Each entry below must be repeated exactly, with pictures left out.

— Start of RECORDS FOR THIS TASK —

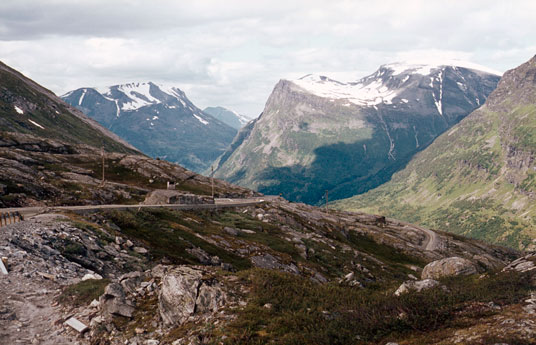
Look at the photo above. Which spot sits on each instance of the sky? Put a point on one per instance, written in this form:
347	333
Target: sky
232	53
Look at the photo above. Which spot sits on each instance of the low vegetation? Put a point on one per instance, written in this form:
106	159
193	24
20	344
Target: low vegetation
83	293
286	309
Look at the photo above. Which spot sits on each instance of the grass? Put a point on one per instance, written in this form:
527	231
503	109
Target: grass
307	313
167	235
83	293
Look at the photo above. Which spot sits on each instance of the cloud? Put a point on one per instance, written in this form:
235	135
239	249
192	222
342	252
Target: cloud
232	52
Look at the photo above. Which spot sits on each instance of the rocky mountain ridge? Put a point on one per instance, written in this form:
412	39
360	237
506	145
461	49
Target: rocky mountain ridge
478	178
317	134
159	120
52	154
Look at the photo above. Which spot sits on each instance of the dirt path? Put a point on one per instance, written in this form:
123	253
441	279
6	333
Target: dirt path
28	312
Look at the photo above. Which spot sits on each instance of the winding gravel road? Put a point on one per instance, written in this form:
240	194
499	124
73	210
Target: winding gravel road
219	203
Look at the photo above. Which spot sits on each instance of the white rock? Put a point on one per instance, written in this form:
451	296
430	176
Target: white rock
416	286
92	276
453	266
77	325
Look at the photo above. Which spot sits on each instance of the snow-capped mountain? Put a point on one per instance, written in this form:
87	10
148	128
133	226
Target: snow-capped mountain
230	117
159	120
317	133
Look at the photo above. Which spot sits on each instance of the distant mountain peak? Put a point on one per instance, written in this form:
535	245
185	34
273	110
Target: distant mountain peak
158	119
425	67
383	86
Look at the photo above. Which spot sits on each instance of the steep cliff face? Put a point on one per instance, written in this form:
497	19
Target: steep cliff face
318	134
29	108
161	121
477	179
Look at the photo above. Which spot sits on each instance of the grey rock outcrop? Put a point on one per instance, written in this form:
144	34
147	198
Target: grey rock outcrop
523	264
453	266
417	286
185	293
113	301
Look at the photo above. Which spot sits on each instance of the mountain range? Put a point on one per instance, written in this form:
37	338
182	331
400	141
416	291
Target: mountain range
478	178
158	120
53	154
261	271
317	134
229	117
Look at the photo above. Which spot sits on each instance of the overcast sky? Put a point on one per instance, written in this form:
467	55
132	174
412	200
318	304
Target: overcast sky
232	53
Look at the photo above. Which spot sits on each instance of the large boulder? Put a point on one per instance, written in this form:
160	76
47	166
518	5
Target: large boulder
522	264
453	266
418	286
184	293
113	301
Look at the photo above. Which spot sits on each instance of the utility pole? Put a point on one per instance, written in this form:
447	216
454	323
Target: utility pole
212	180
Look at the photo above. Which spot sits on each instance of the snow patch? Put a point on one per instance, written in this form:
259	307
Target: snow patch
425	67
364	92
139	94
82	97
36	124
203	121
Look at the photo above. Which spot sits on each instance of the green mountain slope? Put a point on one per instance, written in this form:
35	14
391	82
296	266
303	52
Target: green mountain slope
477	179
317	134
28	108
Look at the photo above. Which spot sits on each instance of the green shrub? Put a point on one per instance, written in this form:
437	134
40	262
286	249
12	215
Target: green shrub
83	293
304	312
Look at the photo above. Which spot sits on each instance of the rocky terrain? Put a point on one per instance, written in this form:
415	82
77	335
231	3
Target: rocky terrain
317	134
36	171
158	120
52	154
477	179
237	275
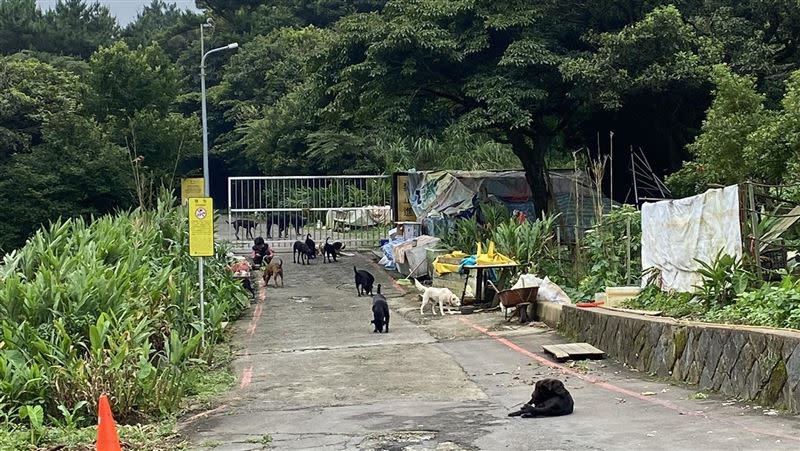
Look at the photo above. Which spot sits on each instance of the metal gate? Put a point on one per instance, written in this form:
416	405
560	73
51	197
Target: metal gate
354	210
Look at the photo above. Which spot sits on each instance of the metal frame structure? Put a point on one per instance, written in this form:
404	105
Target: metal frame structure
355	210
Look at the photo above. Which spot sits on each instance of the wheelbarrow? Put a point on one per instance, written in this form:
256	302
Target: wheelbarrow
517	297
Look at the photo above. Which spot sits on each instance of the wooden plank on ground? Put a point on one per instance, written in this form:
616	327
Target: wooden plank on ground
574	351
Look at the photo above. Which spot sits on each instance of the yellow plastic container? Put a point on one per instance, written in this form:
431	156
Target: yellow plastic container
615	296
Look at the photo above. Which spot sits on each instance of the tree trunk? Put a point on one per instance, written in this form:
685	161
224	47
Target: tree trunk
533	163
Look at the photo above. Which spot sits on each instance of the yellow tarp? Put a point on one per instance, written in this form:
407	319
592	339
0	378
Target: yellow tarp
489	258
444	268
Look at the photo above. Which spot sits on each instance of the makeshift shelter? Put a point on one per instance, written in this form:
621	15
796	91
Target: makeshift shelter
678	234
435	196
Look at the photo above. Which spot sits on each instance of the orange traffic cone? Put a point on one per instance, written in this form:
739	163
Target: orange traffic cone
107	438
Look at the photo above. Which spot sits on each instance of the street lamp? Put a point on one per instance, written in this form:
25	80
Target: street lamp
206	190
203	101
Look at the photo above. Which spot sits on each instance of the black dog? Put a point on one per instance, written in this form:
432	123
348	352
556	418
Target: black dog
285	221
364	281
249	287
328	251
311	245
549	399
247	224
300	248
380	312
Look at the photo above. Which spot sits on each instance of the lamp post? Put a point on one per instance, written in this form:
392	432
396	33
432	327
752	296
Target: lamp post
203	102
206	189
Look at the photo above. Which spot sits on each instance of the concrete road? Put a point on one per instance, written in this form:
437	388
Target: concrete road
313	375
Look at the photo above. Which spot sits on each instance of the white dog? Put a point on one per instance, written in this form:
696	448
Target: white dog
443	295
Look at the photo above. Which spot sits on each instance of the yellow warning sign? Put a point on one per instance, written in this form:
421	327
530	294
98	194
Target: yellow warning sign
404	210
193	187
201	227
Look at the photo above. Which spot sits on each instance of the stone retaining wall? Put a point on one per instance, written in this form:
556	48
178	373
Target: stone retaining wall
760	365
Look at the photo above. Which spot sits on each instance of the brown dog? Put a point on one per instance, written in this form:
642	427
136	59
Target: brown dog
274	270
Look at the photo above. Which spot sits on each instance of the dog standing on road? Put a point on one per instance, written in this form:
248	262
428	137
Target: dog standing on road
431	294
549	399
300	248
311	245
380	312
274	271
364	281
328	251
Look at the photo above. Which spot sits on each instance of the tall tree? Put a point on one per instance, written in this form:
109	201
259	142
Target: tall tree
21	25
77	28
512	69
55	160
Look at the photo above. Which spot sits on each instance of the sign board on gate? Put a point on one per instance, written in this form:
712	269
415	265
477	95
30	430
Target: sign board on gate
201	226
400	203
191	187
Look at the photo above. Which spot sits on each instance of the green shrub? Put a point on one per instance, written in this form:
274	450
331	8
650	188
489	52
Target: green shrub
677	305
605	248
465	233
724	278
532	244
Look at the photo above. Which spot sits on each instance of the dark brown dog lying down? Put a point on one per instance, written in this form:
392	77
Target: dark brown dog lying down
549	399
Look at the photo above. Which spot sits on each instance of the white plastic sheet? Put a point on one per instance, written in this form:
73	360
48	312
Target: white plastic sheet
676	232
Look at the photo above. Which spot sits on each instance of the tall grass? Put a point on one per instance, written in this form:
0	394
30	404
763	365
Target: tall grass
106	306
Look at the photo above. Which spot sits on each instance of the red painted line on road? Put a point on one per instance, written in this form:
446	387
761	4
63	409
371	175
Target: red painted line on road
247	377
611	387
247	373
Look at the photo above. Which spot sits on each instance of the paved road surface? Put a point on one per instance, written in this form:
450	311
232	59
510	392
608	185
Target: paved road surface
312	375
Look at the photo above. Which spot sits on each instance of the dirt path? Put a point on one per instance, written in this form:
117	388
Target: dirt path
312	375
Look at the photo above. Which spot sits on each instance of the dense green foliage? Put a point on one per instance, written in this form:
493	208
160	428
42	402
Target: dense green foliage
107	307
612	251
368	86
729	293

— End of RECORDS FOR THIS TASK —

### FINAL RESULT
Look at the photo above. Which spot sits on each instance of the sky? Put a point on one per instance, written in this form:
347	333
Target: sky
232	53
Look at the photo above. Which spot sits on each instance of the low vegetation? Put a point on one per instance, written in this form:
106	159
193	24
20	344
Target: low vegetation
83	293
286	309
Look at the photo above. Which spot sits on each instance of the grass? Put a point on one per instance, written in this form:
527	231
503	109
Target: grass
307	313
167	235
83	293
Look at the photo above. Which spot sits on each instance of the cloud? Put a point on one per instance, written in this form:
235	135
239	249
192	222
342	252
Target: cloud
232	52
Look at the photo above. Which spot sits on each instance of the rocky mountain ridge? Put a point on one per instance, written in this form:
412	39
360	237
506	145
461	49
Target: rocky mountain ridge
478	178
317	134
159	120
52	154
Look at the photo above. Which spot sits on each instance of the dirt path? Put a point on one per instance, written in this form:
123	253
441	279
6	333
Target: dirt path
28	312
Look at the photo above. Which spot sits on each instance of the winding gravel road? Put a point on one per instance, written in this form:
240	194
499	124
73	210
Target: winding gravel road
219	203
Look at the photo above. Which spot sits on each instance of the white rock? Put a point on one per instance, written in this form:
451	296
430	176
Target: white rock
416	286
92	276
453	266
77	325
Look at the photo above. Which spot sits on each instance of the snow-capped mountain? Put a point on one per instance, written in this form:
87	10
148	128
133	226
Target: snow-capped mountain
230	117
159	120
317	133
Look at the photo above. Which spot sits on each instance of the distant mountain peak? Put a point on one per instance, written in this form:
535	245
185	34
273	110
Target: distant mountain peak
158	119
425	67
383	86
Look at the photo above. Which spot sits on each instance of the steep cliff face? Put a point on one per instance, written in this form:
497	19
Target: steep cliff face
318	134
29	108
161	121
477	179
Look at the photo above. Which spot sits on each instance of the grey rock outcrop? Put a point on one per instance, written in this form:
144	34
147	198
Target: grey rock outcrop
523	264
453	266
417	286
185	293
113	301
Look at the photo above. Which spot sits on each instance of the mountain range? Put a point on one per instance, written in this form:
37	338
182	331
400	141
416	291
Target: mountain range
478	178
158	120
53	154
261	271
317	134
229	117
Look at the photo above. Which spot sits on each instance of the overcast sky? Put a point on one per instance, written in this form:
467	55
132	174
412	200
318	304
Target: overcast sky
232	53
Look at the photo above. Which spot sits on each instance of the large boulder? Put a point on one per instance, written in this form:
160	76
47	166
518	5
Target: large boulder
522	264
453	266
418	286
184	293
113	301
Look at the photo above. Which spot sits on each instance of the utility pole? Put a point on one per instance, written in this form:
447	216
454	323
Target: utility pole
212	180
Look at the photo above. Which spot sits on each instance of the snow patch? Put a point on one per instance, written in this form:
259	307
Target: snow patch
425	67
364	92
139	94
82	97
36	124
203	121
Look at the photo above. Which spot sits on each instance of the green mountain slope? Put a point on one per instance, written in this form:
35	14
391	82
296	266
303	52
Target: green mountain slope
477	179
317	134
28	108
Look at the photo above. Which spot sits on each instance of the green shrub? Put a point on one per instance, written in this form:
437	134
40	262
286	249
12	215
Target: green shrub
83	293
304	312
Look at the photo above. Which spot sits on each instance of the rocky terrain? Put a point on one per instance, written in this form:
415	82
77	335
231	3
Target: rocky terrain
317	134
36	171
158	120
52	154
477	179
237	275
Look at the photo above. Which spot sits on each instance of the metal gate? Put a point on one per instance, written in this form:
416	405
560	73
51	197
Target: metal gate
354	210
Look at the photo above. Which spot sits on each instance of the metal frame structure? Put a point on one per instance, written in this form:
404	105
Target: metal frame structure
355	210
Look at the photo above. Which spot sits on each instance of the wheelbarrow? Put a point on one per instance, written in this form:
256	302
Target: wheelbarrow
517	297
Look at the photo above. Which spot sits on each instance of the wooden plank on ground? Put a point on one per instance, written in this form:
616	327
Target: wooden plank on ground
574	351
Look at the photo above. Which spot sits on each instance of the yellow plastic container? Put a point on one per instance, written in this form:
431	156
Target: yellow plastic container
615	296
Look at the photo above. Which spot sits on each instance of the tree trunk? Put a point on one per instance, written in this form:
685	161
224	47
Target: tree trunk
533	163
Look at the photo above. Which spot sits on each instance of the yellow tarp? Put a point on one per instance, written in this form:
407	319
592	339
0	378
Target: yellow tarp
489	258
444	268
Look at the photo above. Which spot sits on each instance of the makeshift shelter? Put a point on one per instance, written in this form:
621	15
796	91
Target: makeshift shelter
678	234
435	196
Look at the photo above. Which spot sits on each instance of the orange traffic cone? Put a point on one per instance, written in this form:
739	163
Target: orange traffic cone
107	438
Look at the photo above. Which spot sits on each instance of the street lamp? Put a point on one per instance, written in this form:
25	80
Target: street lamp
206	190
203	101
Look at the photo above. Which spot sits on each instance of the black dog? Put a point on one per instance, written in this form:
432	123
348	352
556	418
Target: black dog
285	221
364	281
249	287
328	251
311	245
549	399
247	224
300	248
380	312
Look at the photo above. Which spot sits on each instance of the lamp post? Put a point on one per instance, written in this form:
392	432
396	33
432	327
752	296
Target: lamp post
203	102
206	189
Look at the photo above. Which spot sits on each instance of the concrete road? Put a point on one per instance, written in this form:
437	388
Target: concrete road
313	375
Look at the photo above. Which spot sits on each instance of the white dog? Put a point on one per instance, written in this form:
696	448
Target: white dog
443	295
Look at the photo above. Which spot sits on each instance of the yellow warning sign? Put a point on one per instance, written in this form:
421	327
530	294
98	194
Target: yellow warning sign
404	210
193	187
201	227
Look at the photo above. Which spot sits on each instance of the stone retaining wall? Put a point on one per instance, written in this form:
556	48
178	373
Target: stone retaining wall
760	365
Look at the photo above. Which spot sits on each instance of the brown dog? Put a point on one per instance, written in this form:
642	427
136	59
Target: brown dog
274	270
Look at the photo above. Which spot sits on each instance of the dog standing on road? Put a point on one per instance, written in this form:
248	262
428	137
Target: dog standing on road
431	294
549	399
300	248
311	245
380	312
274	271
364	281
328	251
Look at the photo above. Which spot sits on each instance of the tall tree? Put a point on one per instance, written in this form:
109	201
259	142
Target: tall tree
21	25
77	28
512	69
55	160
Look at the photo above. Which spot sits on each instance of the sign board on gate? Put a point on one per instance, written in this form:
712	269
415	265
477	95
30	430
Target: sign board on gate
201	226
400	203
191	187
Look at the photo above. Which spot sits on each instance of the green shrub? Put a point on one per instance, written in this form:
274	450
331	8
650	188
489	52
Target: green shrub
677	305
605	248
465	233
724	278
532	244
Look at the photo above. Which spot sits on each instance of the dark brown dog lying down? Put a point on one per instance, written in this form:
392	77
Target: dark brown dog lying down
549	399
Look at the photo above. Which spot sits on each instance of the white plastic sheet? Put a point on one per instance, written in this form:
73	360
48	312
Target: white plastic sheet
676	232
Look at the photo above. Which spot sits on each instance of the tall grass? Put a point on one per instance, written in this form:
0	394
30	404
763	365
Target: tall grass
106	306
Look at the photo above. Which spot sits on each instance of the red painted line on road? Put a point on one per instance, written in this form:
446	387
761	4
63	409
371	175
Target: red painted line on road
247	377
611	387
247	373
Look at the photo above. Which spot sits on each instance of the paved road surface? Put a point on one per instance, written in this form:
450	311
232	59
510	392
608	185
Target: paved road surface
312	375
Look at the photo above. Which spot sits on each instance of the dirt path? Put a point on one per instance, written in this form:
117	388
Target: dirt path
312	375
Look at the photo above. Which spot sits on each instance of the dense green foliage? Put a point on one per instance, written in this form:
493	208
160	428
42	402
Target: dense green foliage
107	307
612	251
368	86
729	293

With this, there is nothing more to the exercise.